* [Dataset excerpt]
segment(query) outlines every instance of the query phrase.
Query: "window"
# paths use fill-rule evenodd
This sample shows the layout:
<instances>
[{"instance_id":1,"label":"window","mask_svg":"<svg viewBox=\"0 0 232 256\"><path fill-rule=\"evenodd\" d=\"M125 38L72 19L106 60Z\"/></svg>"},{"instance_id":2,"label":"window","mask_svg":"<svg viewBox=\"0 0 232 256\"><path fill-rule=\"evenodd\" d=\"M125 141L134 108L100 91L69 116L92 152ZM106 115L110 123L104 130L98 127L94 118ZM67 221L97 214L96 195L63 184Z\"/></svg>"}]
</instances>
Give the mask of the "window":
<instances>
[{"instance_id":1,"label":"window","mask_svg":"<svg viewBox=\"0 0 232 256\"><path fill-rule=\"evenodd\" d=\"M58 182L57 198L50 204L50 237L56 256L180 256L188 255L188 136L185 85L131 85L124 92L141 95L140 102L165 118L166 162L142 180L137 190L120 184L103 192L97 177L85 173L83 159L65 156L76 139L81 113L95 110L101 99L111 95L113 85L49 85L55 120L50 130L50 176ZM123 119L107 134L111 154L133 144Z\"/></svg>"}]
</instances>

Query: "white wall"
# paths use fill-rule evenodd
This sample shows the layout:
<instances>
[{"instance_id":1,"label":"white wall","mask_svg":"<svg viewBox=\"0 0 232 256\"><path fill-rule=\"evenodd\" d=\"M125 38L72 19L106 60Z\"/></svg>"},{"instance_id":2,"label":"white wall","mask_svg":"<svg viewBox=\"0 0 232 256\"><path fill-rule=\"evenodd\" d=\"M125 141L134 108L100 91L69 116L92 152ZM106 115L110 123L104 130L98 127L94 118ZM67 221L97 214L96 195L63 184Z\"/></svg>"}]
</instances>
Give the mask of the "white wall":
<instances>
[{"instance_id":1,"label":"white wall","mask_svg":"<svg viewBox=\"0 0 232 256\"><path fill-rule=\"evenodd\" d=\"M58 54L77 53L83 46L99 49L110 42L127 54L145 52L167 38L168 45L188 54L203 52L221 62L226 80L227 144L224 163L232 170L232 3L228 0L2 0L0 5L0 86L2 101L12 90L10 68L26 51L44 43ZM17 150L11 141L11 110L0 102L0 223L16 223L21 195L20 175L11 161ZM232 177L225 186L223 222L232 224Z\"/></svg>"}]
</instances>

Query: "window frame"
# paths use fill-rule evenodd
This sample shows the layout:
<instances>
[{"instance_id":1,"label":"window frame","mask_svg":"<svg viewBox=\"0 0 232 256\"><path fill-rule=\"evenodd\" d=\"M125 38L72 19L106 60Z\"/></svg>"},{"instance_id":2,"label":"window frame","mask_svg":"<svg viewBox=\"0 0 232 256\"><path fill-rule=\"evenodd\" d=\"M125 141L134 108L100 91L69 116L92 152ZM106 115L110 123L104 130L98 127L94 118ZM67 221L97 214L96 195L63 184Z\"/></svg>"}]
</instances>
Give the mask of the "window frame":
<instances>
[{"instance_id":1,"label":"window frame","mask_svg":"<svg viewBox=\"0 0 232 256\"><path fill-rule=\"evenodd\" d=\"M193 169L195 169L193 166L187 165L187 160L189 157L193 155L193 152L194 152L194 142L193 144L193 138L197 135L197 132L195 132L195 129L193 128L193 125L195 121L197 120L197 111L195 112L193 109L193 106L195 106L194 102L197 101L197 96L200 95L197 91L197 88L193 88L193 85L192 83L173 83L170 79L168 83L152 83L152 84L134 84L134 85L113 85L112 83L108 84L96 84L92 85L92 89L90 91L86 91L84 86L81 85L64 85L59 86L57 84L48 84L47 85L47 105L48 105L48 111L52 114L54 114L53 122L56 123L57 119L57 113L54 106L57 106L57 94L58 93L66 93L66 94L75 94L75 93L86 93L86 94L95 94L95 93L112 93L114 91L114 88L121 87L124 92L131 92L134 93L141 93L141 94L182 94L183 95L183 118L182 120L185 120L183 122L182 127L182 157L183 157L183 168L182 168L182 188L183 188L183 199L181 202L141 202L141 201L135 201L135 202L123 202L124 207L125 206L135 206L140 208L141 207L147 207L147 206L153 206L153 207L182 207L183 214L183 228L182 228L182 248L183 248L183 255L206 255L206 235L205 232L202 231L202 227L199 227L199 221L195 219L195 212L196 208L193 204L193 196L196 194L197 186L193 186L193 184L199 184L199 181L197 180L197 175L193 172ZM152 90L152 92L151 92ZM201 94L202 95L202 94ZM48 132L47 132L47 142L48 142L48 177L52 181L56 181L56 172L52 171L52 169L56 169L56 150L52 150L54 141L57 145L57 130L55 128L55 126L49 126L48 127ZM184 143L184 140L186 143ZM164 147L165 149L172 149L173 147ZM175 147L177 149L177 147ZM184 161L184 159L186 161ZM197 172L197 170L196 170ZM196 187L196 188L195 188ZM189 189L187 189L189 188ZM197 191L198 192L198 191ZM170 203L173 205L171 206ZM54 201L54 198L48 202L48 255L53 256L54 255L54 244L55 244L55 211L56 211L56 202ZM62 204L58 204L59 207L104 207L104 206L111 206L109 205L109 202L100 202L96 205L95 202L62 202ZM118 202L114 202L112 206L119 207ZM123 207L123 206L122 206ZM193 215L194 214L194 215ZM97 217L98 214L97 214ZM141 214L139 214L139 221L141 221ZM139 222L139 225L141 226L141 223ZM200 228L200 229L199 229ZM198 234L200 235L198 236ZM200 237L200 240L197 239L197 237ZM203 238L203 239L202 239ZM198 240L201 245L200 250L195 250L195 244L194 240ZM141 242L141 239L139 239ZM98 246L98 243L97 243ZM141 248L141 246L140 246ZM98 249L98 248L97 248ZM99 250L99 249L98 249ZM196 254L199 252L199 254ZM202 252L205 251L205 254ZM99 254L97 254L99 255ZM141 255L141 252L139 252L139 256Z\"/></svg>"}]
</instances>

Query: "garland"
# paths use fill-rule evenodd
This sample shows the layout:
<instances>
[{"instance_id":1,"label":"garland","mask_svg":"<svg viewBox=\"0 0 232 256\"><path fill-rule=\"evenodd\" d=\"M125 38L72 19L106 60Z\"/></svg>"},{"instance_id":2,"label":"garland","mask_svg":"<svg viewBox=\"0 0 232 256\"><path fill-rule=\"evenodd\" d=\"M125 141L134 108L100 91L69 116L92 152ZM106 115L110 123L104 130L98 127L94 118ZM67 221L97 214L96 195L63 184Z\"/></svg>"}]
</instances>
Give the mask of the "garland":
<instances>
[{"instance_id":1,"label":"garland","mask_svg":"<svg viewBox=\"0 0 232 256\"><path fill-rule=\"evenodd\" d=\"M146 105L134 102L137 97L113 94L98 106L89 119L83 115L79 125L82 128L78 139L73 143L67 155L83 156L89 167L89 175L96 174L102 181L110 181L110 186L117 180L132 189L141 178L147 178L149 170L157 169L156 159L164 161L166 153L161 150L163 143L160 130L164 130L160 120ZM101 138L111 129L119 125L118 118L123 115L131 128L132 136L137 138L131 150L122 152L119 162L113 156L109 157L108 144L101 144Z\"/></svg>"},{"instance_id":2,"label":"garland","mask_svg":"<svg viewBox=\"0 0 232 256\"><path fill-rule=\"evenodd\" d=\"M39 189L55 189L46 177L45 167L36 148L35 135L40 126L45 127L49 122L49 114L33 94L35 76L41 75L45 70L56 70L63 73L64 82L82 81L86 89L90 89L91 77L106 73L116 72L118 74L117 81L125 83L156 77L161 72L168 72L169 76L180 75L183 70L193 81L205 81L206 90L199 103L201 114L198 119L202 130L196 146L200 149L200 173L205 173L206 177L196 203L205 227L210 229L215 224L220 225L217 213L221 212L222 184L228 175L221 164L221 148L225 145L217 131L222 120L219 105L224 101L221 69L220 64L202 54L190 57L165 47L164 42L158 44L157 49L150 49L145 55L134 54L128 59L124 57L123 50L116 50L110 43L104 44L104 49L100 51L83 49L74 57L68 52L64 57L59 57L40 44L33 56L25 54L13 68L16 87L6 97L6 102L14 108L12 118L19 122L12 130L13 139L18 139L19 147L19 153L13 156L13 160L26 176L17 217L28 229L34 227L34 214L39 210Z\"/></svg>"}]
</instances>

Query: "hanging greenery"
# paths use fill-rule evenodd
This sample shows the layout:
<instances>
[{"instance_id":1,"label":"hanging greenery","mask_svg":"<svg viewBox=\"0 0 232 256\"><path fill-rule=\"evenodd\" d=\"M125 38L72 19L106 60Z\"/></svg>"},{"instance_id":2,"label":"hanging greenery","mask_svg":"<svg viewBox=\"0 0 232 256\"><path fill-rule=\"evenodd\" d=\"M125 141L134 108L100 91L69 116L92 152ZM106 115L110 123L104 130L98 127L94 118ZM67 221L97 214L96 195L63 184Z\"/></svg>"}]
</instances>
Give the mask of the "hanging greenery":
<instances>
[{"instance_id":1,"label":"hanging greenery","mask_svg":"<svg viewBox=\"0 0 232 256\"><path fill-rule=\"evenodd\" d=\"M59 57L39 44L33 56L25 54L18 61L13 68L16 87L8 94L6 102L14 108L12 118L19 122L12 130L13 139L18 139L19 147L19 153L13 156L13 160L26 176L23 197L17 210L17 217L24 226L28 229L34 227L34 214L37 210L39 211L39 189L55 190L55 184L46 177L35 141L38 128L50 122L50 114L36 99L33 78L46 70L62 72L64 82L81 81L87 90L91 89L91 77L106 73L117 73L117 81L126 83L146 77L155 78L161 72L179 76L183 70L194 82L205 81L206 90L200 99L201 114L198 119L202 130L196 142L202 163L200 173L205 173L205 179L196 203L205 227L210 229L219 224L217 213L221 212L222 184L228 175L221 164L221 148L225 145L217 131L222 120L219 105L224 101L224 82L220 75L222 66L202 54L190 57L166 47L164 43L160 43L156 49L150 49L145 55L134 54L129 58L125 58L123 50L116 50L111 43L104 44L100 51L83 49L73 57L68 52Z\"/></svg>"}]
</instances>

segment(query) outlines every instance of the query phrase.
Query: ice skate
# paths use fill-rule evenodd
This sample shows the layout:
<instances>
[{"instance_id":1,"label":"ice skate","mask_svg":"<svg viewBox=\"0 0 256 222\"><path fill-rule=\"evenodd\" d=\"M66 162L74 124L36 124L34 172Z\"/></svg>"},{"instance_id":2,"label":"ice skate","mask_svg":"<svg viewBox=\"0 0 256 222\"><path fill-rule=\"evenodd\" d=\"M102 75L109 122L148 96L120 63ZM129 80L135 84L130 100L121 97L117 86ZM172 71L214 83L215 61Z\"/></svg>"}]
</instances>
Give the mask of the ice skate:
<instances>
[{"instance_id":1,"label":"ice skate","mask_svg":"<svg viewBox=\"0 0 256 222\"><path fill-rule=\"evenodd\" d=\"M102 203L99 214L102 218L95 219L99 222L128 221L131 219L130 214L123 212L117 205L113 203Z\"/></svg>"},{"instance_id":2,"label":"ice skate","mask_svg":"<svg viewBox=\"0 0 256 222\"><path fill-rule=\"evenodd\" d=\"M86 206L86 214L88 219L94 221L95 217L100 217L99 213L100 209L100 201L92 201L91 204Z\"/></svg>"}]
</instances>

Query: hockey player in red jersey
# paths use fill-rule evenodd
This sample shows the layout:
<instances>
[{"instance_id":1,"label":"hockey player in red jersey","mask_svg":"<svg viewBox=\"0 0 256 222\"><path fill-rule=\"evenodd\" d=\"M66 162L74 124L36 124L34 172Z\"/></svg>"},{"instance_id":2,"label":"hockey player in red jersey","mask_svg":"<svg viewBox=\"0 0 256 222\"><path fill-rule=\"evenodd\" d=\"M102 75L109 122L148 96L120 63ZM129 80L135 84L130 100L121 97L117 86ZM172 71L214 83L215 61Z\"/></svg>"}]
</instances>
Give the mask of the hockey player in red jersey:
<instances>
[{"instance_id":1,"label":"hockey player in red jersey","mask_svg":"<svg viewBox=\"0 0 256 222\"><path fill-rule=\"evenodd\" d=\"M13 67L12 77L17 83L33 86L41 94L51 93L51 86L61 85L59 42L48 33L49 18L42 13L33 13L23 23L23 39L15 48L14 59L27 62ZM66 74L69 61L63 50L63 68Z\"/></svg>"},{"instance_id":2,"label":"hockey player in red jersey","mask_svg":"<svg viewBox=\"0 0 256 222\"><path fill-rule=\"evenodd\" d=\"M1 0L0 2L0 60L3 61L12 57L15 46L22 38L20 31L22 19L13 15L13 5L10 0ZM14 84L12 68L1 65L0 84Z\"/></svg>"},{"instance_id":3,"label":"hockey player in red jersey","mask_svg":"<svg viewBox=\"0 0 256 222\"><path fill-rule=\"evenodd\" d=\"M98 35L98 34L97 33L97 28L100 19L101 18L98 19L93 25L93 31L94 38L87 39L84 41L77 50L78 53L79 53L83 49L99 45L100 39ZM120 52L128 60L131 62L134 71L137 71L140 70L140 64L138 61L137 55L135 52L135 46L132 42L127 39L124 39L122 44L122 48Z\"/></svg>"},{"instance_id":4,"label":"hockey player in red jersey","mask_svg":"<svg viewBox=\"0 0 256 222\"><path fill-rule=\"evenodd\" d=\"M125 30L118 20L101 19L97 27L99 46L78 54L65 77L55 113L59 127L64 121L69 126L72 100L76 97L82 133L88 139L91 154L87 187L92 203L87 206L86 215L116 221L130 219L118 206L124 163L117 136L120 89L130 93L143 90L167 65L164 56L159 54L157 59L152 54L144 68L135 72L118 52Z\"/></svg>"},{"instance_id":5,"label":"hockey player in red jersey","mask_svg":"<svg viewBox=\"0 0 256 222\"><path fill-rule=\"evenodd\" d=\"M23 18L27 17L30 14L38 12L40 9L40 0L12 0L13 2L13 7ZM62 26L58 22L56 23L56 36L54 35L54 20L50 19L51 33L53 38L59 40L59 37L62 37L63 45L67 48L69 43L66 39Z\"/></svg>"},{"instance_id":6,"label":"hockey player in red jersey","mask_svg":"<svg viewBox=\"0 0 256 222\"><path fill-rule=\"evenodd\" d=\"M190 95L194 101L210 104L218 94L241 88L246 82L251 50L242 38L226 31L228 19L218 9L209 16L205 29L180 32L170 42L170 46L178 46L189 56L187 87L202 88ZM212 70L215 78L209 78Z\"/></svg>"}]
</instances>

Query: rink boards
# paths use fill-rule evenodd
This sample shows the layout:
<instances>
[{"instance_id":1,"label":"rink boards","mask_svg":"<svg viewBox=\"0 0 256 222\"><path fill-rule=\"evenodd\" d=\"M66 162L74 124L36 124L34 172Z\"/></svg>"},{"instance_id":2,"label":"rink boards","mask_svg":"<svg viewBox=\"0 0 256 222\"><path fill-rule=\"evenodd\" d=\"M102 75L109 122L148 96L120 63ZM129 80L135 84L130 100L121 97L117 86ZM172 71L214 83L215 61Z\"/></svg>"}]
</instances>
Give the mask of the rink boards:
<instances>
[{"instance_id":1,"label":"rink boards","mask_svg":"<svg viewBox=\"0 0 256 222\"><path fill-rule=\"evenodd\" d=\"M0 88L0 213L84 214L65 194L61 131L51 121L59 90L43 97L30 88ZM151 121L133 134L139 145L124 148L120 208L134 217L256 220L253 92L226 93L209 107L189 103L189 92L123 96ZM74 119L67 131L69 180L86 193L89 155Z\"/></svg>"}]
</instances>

* [PROBLEM] Copy the lines of the records from the line with "Query: rink boards" through the end, including both ends.

* [RESULT]
Query: rink boards
# paths use fill-rule evenodd
This sample shows the layout:
<instances>
[{"instance_id":1,"label":"rink boards","mask_svg":"<svg viewBox=\"0 0 256 222\"><path fill-rule=\"evenodd\" d=\"M66 162L74 124L36 124L34 172Z\"/></svg>"},{"instance_id":2,"label":"rink boards","mask_svg":"<svg viewBox=\"0 0 256 222\"><path fill-rule=\"evenodd\" d=\"M102 75L109 122L148 96L120 63ZM129 80L135 84L130 100L121 97L117 86ZM172 71L214 83L215 61Z\"/></svg>"}]
</instances>
Give the mask of the rink boards:
<instances>
[{"instance_id":1,"label":"rink boards","mask_svg":"<svg viewBox=\"0 0 256 222\"><path fill-rule=\"evenodd\" d=\"M0 88L0 213L84 214L65 194L61 131L51 121L59 90L43 97L30 88ZM151 121L133 134L139 145L124 148L120 208L134 217L256 220L253 92L226 93L209 107L189 103L189 92L123 96ZM74 119L67 131L69 180L86 193L89 155Z\"/></svg>"}]
</instances>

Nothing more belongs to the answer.